▶ [Problem to work on] Where a line in the listing contains the string "boat", copy that line out.

▶ [Source material]
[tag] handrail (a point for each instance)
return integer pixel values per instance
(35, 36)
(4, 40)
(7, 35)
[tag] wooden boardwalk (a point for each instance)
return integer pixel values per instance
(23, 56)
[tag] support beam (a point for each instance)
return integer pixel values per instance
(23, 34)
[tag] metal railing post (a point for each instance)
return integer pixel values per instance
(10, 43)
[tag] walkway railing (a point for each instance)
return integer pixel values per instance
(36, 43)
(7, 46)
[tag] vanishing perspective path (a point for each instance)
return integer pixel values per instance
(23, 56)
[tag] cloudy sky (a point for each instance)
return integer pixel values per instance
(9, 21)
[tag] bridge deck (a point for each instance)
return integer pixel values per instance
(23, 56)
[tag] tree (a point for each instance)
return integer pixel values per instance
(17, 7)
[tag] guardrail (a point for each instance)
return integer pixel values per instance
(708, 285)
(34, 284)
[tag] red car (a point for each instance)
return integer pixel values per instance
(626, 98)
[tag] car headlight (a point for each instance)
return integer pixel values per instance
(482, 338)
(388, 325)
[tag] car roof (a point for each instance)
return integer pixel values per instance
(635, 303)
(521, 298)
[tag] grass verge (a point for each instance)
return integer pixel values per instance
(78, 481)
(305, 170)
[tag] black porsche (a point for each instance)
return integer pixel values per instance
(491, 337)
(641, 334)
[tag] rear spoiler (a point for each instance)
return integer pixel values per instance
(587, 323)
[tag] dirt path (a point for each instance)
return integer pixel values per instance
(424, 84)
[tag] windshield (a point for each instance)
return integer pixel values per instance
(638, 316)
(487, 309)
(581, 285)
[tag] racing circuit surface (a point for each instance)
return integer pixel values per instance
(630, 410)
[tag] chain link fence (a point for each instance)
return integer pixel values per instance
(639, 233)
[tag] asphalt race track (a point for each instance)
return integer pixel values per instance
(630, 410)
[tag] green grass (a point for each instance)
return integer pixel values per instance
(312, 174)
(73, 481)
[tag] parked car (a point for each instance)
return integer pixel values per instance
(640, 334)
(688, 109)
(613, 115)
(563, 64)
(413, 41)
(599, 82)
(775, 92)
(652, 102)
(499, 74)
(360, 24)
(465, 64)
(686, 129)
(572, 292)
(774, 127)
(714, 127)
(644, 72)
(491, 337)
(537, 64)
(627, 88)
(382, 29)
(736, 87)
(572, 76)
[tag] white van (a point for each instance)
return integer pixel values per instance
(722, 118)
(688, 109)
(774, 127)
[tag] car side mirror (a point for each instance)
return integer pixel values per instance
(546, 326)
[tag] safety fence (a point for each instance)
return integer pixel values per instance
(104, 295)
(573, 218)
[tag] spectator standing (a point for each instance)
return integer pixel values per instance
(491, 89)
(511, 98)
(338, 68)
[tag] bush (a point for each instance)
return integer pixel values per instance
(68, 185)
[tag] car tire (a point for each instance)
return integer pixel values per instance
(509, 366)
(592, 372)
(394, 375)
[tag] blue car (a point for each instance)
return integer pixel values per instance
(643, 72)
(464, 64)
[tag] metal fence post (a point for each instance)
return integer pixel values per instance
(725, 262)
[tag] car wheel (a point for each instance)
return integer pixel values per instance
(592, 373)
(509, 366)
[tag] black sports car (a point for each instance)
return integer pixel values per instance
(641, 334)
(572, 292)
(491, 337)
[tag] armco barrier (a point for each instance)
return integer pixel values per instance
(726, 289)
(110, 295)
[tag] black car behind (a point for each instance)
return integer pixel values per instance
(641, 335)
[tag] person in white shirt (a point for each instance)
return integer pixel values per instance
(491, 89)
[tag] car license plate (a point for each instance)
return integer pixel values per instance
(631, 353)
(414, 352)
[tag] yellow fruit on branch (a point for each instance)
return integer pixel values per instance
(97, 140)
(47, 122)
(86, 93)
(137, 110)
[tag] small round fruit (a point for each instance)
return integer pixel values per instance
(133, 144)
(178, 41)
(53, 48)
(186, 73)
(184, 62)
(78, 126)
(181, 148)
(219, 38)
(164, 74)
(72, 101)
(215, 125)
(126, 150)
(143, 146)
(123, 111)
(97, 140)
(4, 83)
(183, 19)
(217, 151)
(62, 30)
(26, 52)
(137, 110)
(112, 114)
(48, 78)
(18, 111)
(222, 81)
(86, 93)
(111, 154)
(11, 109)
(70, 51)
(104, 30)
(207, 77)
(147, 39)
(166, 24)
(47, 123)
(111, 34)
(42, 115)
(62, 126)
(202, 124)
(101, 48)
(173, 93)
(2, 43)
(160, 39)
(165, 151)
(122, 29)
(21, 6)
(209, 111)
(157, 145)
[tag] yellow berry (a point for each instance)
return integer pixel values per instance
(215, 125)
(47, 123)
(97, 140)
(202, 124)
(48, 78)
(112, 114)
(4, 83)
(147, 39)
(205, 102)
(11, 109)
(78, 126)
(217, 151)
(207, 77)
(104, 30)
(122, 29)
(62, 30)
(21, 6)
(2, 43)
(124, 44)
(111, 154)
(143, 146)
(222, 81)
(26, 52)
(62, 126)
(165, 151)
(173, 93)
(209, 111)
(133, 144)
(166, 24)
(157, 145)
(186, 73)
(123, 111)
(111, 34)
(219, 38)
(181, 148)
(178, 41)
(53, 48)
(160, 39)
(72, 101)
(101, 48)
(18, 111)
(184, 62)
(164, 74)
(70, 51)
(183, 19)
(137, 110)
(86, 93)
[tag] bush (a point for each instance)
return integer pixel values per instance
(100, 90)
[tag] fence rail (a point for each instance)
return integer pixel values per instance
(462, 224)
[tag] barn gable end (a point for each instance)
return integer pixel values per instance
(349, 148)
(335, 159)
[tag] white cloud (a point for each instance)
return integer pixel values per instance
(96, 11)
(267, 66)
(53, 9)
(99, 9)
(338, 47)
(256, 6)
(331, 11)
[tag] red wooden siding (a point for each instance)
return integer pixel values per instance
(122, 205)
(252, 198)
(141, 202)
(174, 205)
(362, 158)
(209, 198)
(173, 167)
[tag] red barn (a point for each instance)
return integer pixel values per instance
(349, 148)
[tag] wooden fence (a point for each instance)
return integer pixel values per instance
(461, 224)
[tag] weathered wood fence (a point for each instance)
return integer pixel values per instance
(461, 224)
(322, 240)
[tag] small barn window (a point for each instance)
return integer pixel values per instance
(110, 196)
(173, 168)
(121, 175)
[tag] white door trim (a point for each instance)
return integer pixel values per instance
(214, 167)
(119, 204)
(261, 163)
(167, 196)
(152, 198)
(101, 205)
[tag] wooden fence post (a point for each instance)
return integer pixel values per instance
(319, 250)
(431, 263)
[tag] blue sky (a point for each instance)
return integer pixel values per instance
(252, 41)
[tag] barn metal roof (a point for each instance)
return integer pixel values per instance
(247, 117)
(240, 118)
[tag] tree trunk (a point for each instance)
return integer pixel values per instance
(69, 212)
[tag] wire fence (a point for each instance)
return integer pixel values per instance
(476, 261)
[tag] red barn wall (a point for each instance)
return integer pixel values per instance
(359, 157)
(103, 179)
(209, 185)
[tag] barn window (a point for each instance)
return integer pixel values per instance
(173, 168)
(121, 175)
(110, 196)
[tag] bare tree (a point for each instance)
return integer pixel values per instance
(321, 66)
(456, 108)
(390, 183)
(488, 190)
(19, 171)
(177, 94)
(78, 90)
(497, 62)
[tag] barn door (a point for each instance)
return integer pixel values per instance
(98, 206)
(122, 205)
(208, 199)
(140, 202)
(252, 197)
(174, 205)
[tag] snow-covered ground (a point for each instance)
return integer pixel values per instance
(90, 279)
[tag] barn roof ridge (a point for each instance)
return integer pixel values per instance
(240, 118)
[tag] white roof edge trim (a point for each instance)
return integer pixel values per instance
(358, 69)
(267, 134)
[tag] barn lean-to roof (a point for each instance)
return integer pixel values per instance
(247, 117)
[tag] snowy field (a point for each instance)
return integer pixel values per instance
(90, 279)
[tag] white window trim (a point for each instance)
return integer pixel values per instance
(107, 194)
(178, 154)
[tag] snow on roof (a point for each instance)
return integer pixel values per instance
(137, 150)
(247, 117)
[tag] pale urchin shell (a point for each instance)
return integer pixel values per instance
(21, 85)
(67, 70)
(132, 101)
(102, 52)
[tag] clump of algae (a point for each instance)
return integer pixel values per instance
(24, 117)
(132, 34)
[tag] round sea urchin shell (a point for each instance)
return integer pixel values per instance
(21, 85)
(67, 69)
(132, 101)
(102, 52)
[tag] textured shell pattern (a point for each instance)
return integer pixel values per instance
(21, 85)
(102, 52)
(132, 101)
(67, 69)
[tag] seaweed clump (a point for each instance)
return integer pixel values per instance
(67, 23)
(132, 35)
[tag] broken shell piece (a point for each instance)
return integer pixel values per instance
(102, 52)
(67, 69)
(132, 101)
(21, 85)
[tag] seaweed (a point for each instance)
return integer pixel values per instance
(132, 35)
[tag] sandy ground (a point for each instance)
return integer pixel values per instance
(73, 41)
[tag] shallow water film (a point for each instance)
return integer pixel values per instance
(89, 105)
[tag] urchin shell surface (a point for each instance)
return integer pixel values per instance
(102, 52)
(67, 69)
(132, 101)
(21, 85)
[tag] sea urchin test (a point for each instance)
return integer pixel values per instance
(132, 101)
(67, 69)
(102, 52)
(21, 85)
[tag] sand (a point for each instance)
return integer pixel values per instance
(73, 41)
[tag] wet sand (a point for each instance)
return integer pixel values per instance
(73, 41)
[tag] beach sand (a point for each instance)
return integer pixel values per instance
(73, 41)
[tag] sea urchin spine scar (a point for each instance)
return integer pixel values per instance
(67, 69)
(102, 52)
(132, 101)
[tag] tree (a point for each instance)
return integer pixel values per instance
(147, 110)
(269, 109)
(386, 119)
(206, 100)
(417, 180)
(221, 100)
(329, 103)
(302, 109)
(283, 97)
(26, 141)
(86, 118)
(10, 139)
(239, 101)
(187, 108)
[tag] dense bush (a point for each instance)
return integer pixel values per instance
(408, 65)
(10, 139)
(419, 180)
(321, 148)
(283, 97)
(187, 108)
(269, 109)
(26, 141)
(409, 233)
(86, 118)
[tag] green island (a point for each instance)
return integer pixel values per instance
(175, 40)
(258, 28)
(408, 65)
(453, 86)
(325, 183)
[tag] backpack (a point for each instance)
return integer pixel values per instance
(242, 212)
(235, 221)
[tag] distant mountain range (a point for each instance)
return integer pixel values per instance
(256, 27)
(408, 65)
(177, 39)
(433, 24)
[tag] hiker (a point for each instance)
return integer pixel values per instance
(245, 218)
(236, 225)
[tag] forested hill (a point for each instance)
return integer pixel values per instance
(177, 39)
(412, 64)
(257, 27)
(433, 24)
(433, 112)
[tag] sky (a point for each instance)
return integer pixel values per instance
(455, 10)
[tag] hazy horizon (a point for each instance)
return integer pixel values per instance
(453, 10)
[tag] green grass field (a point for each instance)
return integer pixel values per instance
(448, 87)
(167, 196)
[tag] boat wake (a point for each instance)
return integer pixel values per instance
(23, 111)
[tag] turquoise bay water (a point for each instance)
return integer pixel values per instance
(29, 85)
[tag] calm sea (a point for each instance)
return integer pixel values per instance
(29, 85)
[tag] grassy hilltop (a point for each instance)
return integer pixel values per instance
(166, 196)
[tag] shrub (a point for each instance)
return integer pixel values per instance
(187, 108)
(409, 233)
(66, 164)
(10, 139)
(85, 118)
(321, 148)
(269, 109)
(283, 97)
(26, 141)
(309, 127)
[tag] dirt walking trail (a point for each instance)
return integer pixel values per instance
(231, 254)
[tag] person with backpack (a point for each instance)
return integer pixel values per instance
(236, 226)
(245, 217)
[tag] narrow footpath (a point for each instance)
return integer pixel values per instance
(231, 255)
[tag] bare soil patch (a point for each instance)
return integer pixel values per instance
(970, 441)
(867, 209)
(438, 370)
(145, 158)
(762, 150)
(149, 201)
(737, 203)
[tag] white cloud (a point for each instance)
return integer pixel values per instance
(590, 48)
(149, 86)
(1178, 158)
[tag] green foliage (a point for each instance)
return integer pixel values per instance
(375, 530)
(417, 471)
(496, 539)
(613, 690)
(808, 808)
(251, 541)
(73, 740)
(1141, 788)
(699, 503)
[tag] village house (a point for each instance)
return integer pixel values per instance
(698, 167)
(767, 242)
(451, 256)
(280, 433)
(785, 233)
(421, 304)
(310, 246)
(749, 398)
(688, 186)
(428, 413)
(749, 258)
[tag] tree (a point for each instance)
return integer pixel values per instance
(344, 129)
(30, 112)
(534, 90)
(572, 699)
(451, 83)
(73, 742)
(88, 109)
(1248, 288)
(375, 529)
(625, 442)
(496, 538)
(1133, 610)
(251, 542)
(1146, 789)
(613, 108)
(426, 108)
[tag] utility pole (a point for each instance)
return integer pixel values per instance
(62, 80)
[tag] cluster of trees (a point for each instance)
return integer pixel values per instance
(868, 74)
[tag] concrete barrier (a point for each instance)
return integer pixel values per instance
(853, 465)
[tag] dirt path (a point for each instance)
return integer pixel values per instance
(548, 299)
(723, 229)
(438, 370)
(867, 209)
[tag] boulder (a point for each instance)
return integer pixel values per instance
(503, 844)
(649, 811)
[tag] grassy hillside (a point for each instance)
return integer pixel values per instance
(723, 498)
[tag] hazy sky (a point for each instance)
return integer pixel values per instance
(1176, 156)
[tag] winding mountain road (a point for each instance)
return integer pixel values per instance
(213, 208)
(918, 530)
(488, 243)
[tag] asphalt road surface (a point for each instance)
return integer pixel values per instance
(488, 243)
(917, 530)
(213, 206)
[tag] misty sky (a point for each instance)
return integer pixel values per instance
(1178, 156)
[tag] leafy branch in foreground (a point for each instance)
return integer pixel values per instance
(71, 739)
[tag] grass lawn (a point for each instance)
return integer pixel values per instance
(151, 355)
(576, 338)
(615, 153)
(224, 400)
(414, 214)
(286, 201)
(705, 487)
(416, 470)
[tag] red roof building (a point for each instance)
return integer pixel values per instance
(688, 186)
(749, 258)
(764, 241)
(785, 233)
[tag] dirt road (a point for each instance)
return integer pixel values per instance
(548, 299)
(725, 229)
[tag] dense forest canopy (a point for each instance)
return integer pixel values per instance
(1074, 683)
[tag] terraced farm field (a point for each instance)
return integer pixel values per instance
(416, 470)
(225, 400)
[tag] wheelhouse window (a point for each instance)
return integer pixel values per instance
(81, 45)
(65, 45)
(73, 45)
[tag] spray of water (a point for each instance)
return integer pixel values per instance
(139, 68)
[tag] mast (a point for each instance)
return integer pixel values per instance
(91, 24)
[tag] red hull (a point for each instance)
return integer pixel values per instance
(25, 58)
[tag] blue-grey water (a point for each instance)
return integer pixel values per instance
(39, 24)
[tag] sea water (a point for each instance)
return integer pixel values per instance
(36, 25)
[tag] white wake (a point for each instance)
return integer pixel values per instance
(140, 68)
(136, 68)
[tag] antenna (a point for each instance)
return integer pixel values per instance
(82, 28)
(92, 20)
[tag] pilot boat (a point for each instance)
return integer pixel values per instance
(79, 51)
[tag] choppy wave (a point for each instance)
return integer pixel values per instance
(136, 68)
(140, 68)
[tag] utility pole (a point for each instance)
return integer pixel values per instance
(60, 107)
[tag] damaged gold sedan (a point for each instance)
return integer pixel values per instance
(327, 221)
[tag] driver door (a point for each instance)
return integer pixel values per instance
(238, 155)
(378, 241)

▶ [Worked solution]
[tag] boat wake (a point for each instance)
[tag] pilot boat (a point for each instance)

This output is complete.